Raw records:
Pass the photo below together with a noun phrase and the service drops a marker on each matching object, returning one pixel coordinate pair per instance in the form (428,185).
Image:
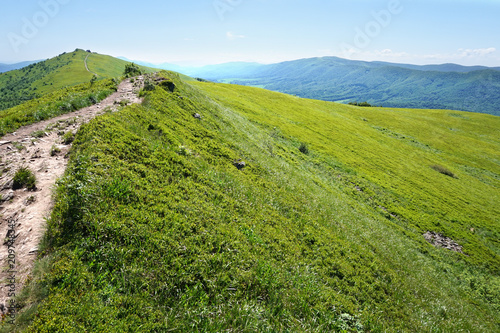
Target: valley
(205,207)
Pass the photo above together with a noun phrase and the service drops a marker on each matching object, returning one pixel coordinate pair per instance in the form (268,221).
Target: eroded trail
(40,148)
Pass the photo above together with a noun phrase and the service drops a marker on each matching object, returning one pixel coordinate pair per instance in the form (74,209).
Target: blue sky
(198,32)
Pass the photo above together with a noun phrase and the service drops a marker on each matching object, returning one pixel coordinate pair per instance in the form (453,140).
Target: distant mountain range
(447,86)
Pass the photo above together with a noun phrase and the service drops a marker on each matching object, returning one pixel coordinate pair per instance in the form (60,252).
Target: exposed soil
(23,212)
(439,240)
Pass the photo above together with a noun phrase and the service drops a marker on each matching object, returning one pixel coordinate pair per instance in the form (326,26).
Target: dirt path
(23,212)
(87,67)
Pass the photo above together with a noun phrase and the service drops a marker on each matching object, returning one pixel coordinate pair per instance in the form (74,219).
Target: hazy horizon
(205,32)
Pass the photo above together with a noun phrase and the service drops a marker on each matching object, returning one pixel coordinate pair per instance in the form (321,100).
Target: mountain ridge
(445,86)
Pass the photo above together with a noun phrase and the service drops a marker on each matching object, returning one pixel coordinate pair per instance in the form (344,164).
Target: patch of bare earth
(439,240)
(40,148)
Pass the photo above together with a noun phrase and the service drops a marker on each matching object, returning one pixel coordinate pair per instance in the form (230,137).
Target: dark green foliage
(51,105)
(24,178)
(362,104)
(303,148)
(443,170)
(155,230)
(131,70)
(68,137)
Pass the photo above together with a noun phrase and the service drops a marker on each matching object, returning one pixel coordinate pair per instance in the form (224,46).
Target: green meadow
(63,71)
(159,227)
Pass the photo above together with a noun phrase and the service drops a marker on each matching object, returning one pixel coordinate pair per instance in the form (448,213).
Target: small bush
(54,150)
(132,70)
(68,137)
(304,149)
(24,178)
(38,134)
(444,171)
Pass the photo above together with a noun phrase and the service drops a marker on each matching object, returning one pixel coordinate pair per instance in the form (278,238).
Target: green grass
(156,230)
(65,70)
(24,178)
(54,104)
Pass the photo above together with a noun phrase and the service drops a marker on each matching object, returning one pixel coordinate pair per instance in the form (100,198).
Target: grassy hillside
(159,226)
(65,70)
(389,85)
(11,67)
(59,102)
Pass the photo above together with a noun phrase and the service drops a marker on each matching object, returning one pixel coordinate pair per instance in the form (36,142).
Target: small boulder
(239,164)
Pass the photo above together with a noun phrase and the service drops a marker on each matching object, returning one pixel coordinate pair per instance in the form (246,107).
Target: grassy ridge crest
(155,228)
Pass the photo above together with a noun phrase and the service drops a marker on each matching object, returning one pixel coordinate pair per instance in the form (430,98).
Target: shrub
(443,170)
(132,70)
(68,137)
(54,150)
(38,134)
(24,177)
(304,149)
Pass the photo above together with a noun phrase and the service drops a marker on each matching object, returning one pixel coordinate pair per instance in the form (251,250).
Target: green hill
(271,213)
(391,85)
(65,70)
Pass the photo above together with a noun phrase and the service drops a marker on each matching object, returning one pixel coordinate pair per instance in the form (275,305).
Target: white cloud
(232,36)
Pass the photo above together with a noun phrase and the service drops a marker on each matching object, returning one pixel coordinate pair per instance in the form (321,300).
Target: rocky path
(40,148)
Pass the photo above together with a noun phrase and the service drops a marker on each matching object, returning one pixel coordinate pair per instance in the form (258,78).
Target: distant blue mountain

● **Goal**
Would you give again, word for word, every line from the one with "the form (36,142)." through the final line of the listing above?

● **Reply to the task**
Pass the photo above together with a noun phrase and the service drops a marker on each matching object, returning one pixel coordinate pair per instance in the form (36,142).
Target: small boulder
(239,164)
Pass the photo above together with a noun phrase and the service drops a marker on each matching object, returning one pixel coordinate pair per instance in the form (246,107).
Target: grassy ridge crest
(155,228)
Pass the photo above together with a noun phrase and the service drops a marker on each matching object, returning one pixel coordinate pair per instance in the form (430,98).
Target: shrub
(443,170)
(132,70)
(68,137)
(54,150)
(38,134)
(24,177)
(304,149)
Pass the photo above together with a noun phrase and the service drops a marker on each matching object, returning one pixel coordinate pair per instance in the form (251,250).
Target: green hill
(271,213)
(391,85)
(65,70)
Pass the photo above together with a noun phrase and the service drops a marker on each matching object, returning one pixel coordinate pair per instance in the form (275,305).
Target: white cloud
(232,36)
Pass the photo above together with a noun phrase and the service drops a marker on each matching object, returning one pixel coordinate pair per instance in the form (321,300).
Target: rocky path
(40,148)
Pass the photo above together with a noun phrase and the service drops a marker on each matching object, returning one pixel coordinate pair per instance in the form (258,78).
Target: distant blue mountain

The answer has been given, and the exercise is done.